[EXERCISE OBJECTIVE]
State the number of lines in the following data that contain the string "negative", and nothing else.

== Segment start ==

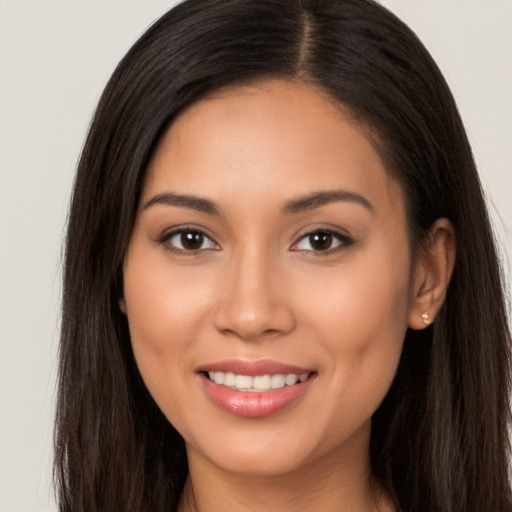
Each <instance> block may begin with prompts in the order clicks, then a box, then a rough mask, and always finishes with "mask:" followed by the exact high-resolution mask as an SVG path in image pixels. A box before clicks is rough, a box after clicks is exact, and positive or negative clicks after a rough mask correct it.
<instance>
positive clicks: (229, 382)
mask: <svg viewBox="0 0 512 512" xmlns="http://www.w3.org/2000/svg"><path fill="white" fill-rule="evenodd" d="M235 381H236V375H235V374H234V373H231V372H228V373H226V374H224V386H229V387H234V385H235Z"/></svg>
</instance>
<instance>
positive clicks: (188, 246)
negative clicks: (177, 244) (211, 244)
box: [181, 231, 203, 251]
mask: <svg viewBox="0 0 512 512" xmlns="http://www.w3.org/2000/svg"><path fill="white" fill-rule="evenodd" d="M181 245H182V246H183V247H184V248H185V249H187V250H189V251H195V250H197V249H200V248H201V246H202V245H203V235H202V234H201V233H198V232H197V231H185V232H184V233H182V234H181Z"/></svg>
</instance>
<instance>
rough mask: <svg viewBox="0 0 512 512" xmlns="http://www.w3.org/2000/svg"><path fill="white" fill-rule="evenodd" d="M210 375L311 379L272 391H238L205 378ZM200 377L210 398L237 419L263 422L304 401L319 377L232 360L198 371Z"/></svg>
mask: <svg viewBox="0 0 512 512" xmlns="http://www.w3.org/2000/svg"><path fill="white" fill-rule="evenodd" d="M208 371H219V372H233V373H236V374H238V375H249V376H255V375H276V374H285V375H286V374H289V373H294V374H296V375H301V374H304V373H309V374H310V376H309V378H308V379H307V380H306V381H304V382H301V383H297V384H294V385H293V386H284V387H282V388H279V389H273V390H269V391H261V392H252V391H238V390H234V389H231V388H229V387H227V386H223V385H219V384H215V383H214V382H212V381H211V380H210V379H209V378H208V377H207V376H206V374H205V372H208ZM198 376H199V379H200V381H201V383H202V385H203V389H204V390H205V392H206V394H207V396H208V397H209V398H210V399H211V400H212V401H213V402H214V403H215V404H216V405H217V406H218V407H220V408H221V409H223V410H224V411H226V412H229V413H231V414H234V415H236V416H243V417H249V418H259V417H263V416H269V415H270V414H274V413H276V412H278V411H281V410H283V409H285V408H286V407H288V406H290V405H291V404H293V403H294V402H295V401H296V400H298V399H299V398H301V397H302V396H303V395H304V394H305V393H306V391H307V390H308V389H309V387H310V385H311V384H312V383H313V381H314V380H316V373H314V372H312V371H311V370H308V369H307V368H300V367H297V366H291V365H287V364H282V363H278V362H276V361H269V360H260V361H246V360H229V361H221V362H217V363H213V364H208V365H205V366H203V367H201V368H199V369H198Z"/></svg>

== Segment end ==

[SOLUTION TO THE EXERCISE]
2